• **The task**
Can you rewrite the entries as a numbered list, from the very start through the line containing "column 636, row 255", with both ends included and blank lines dropped?

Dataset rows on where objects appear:
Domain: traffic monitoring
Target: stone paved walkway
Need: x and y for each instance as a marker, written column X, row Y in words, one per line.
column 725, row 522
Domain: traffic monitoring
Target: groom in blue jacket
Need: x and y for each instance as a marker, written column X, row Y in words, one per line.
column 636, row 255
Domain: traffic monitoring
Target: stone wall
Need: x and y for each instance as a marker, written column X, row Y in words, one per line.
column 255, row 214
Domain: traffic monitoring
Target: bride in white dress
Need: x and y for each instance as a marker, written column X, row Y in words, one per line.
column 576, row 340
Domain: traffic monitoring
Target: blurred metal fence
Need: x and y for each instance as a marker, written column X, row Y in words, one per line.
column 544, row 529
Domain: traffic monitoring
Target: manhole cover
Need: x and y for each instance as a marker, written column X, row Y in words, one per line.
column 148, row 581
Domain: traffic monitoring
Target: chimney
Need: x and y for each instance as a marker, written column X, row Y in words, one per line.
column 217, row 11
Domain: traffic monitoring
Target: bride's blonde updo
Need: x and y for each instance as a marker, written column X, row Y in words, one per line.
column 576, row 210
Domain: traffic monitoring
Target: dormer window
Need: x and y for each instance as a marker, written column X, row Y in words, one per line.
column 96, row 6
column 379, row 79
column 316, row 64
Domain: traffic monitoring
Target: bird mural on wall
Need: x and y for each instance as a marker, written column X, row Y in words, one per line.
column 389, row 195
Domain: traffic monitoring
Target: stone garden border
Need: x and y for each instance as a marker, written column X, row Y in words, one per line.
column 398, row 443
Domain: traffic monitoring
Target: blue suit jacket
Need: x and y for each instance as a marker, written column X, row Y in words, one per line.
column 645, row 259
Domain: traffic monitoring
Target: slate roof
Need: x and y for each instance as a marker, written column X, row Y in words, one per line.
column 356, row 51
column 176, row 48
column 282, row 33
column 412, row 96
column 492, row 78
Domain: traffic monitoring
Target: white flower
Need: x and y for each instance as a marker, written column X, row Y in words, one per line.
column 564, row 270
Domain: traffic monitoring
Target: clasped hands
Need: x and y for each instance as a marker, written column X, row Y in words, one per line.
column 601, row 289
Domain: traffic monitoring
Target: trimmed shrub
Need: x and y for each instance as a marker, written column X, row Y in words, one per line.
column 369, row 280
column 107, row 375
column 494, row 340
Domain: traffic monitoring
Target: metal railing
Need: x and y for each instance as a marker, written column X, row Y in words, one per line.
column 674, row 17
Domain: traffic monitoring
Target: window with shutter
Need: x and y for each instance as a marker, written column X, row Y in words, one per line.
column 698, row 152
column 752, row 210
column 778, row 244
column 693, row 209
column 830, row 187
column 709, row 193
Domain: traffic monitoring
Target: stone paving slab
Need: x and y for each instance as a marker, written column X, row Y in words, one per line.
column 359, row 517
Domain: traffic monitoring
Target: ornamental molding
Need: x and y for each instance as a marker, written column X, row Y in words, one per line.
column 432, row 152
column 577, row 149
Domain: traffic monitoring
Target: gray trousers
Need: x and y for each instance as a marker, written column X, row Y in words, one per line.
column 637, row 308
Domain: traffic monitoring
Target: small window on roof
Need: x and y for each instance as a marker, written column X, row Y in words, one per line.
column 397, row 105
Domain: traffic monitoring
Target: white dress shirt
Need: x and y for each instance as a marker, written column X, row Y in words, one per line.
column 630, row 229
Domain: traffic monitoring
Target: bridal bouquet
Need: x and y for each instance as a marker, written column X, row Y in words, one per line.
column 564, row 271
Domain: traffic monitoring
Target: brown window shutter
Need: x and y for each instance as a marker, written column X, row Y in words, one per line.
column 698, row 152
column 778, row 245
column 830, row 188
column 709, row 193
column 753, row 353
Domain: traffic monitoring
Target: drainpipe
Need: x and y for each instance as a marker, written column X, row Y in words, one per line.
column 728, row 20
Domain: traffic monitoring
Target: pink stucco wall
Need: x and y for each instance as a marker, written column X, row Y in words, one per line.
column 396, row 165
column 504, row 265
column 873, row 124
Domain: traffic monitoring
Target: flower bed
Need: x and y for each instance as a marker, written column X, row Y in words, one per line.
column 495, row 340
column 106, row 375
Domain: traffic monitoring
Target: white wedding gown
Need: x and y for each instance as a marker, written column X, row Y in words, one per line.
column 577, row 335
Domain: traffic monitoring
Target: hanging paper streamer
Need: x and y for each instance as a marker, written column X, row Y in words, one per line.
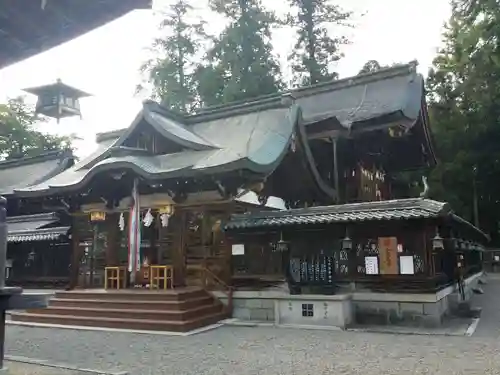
column 148, row 219
column 164, row 220
column 121, row 222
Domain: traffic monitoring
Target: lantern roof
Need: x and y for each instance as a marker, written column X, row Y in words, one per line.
column 57, row 88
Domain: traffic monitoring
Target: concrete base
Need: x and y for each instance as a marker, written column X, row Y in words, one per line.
column 342, row 310
column 427, row 309
column 25, row 301
column 280, row 308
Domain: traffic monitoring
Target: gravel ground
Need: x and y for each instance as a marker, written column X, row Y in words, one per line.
column 258, row 350
column 16, row 368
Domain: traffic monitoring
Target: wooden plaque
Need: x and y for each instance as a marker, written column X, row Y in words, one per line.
column 388, row 253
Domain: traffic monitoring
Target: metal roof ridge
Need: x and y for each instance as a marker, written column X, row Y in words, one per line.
column 33, row 217
column 372, row 206
column 112, row 134
column 360, row 79
column 39, row 230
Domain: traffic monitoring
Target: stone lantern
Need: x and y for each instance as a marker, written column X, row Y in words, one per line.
column 58, row 100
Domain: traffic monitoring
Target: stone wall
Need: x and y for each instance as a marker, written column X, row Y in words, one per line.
column 414, row 309
column 341, row 310
column 286, row 309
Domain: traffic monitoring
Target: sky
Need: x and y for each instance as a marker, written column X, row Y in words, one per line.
column 106, row 61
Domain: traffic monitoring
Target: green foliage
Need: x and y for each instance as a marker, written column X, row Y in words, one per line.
column 464, row 101
column 315, row 50
column 18, row 138
column 172, row 71
column 240, row 64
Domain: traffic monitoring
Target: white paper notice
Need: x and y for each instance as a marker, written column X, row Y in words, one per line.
column 406, row 265
column 371, row 265
column 238, row 249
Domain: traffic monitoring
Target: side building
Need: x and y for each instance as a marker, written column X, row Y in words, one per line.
column 329, row 152
column 38, row 251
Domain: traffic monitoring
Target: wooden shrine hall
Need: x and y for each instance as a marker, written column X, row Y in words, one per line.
column 38, row 251
column 212, row 189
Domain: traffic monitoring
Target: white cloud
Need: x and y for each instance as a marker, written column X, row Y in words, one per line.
column 105, row 62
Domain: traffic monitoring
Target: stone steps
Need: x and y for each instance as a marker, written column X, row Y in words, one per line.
column 179, row 310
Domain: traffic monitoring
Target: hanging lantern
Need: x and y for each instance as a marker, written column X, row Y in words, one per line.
column 148, row 219
column 121, row 222
column 164, row 220
column 97, row 216
column 281, row 245
column 437, row 242
column 168, row 209
column 57, row 100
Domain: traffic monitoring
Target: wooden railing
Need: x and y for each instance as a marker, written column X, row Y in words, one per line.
column 227, row 289
column 159, row 276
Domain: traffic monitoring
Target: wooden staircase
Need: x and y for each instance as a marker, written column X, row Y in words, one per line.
column 179, row 310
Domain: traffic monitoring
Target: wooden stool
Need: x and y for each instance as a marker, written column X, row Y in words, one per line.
column 161, row 277
column 114, row 277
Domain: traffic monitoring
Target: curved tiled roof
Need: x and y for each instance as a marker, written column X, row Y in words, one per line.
column 255, row 141
column 253, row 136
column 397, row 209
column 25, row 172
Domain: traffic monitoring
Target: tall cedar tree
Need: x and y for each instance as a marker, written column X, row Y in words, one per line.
column 241, row 64
column 18, row 138
column 172, row 74
column 315, row 50
column 464, row 101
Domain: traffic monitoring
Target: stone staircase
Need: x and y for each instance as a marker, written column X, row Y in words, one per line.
column 179, row 310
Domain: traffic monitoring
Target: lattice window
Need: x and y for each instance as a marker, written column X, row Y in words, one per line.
column 419, row 264
column 307, row 310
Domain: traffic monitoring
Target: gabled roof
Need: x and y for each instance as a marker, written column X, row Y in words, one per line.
column 352, row 212
column 25, row 172
column 252, row 136
column 38, row 227
column 254, row 140
column 397, row 209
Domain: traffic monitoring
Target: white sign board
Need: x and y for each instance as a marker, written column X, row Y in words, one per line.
column 371, row 265
column 238, row 249
column 406, row 265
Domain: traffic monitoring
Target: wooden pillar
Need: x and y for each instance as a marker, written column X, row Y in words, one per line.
column 178, row 223
column 76, row 256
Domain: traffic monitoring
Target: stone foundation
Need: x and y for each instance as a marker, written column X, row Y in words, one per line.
column 284, row 309
column 342, row 310
column 412, row 308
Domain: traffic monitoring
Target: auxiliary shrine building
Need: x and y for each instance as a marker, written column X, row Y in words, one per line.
column 281, row 209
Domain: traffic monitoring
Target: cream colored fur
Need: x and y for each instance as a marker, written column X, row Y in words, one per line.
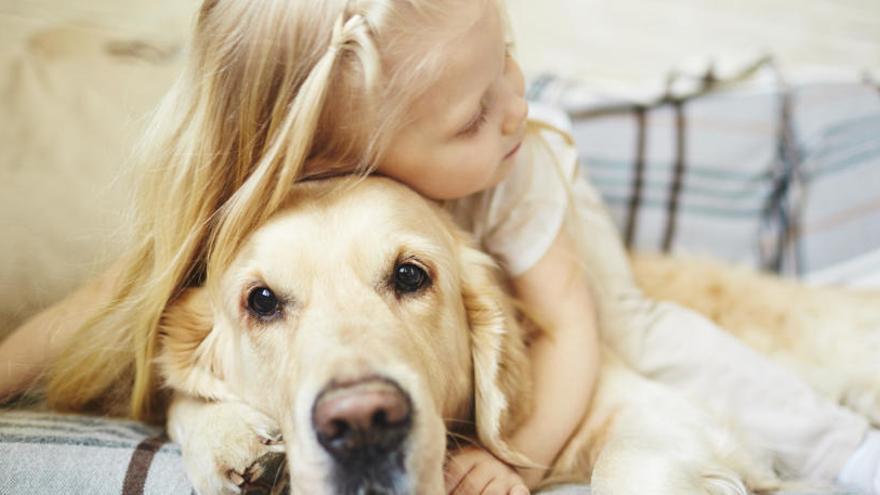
column 831, row 337
column 457, row 344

• **Response to the task**
1. Domain: traffic monitoring
2. Target: stone paved walkway
3. Need: x and y for each instance as a marker, written column X, row Y in words, one per line.
4. column 725, row 522
5. Domain: traffic monitoring
6. Target: groom in blue jacket
7. Need: x and y for each instance as a marker, written column X, row Y in words, one per line.
8. column 636, row 255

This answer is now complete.